§ REQUEST
Your task is to repeat, word for word, the line containing "the denim sleeve" and all lines that follow it to the end of the material, and no other lines.

═══ DATA SHOWN ═══

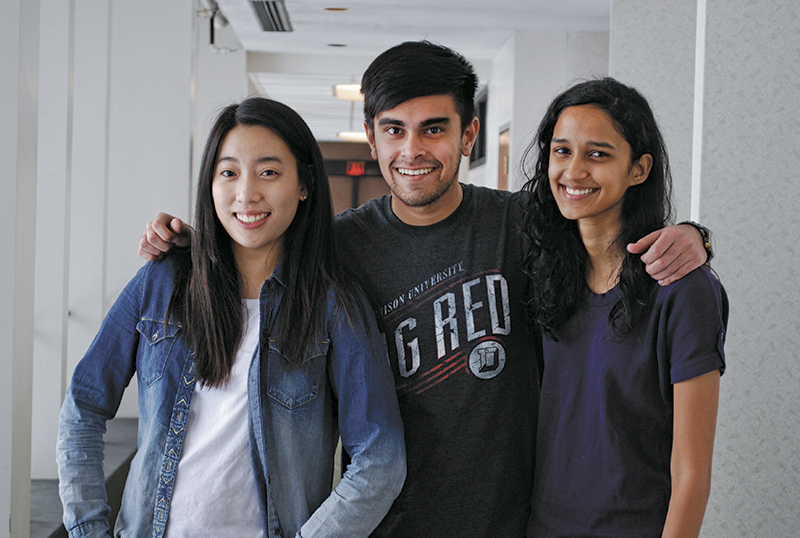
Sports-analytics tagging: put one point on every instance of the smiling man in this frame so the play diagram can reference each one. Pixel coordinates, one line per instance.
(441, 261)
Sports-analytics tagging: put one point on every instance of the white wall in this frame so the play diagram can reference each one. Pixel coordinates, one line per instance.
(127, 88)
(739, 138)
(19, 85)
(530, 70)
(748, 193)
(655, 54)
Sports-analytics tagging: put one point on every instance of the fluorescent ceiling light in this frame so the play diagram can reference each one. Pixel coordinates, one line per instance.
(353, 136)
(348, 92)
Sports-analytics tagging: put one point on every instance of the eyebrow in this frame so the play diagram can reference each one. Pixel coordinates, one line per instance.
(589, 143)
(444, 120)
(260, 160)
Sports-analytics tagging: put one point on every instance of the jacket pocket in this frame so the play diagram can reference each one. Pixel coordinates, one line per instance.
(293, 384)
(155, 346)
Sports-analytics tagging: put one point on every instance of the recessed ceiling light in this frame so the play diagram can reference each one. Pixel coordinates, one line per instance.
(348, 92)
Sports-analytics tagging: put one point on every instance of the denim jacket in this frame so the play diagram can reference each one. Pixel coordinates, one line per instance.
(296, 414)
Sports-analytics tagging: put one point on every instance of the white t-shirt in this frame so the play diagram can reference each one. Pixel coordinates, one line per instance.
(215, 492)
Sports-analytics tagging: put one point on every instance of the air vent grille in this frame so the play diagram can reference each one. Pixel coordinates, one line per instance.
(272, 16)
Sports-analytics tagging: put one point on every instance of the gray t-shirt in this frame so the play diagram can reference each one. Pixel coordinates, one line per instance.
(450, 300)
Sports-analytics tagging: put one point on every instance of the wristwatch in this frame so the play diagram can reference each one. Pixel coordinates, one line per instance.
(708, 241)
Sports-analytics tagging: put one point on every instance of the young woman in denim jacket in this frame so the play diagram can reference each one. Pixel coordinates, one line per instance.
(252, 355)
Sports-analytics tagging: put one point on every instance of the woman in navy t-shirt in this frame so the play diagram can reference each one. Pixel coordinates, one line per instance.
(630, 386)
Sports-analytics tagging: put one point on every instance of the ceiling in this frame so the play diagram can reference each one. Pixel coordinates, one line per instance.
(326, 47)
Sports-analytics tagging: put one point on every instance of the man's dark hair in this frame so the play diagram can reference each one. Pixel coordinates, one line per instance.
(418, 69)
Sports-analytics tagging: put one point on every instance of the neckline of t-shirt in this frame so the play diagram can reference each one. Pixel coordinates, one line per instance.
(603, 299)
(444, 223)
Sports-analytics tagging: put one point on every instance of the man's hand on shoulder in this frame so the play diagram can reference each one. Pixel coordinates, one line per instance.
(163, 233)
(671, 253)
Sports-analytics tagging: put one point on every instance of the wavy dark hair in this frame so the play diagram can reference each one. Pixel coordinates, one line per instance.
(207, 297)
(418, 69)
(557, 260)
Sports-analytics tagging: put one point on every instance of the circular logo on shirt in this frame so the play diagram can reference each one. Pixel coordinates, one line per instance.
(487, 359)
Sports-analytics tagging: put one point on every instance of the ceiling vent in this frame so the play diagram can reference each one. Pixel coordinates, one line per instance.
(272, 16)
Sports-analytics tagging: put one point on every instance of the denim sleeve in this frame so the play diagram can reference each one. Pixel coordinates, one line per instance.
(371, 431)
(93, 398)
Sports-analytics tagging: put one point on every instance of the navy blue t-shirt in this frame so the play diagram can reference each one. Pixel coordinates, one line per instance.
(604, 439)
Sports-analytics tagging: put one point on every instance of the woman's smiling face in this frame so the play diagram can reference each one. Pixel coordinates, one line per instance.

═══

§ OUTPUT OF THE TASK
Sports-analytics tagging: put one point on every instance of the denim sleeve in this frame so the play diagram can reference each one. Pixel coordinates, one line per instance.
(371, 431)
(93, 398)
Sports-analytics tagging: put one point on every instance of the navy blue t-shirt in this frame so the play diagram can reference each one. Pixel coordinates, one line per instance.
(604, 439)
Sports-analytics tagging: put one point on every instance of the woman's smiling face in this frame so the play diagram can reference each one. Pixel coordinates, one line per instance.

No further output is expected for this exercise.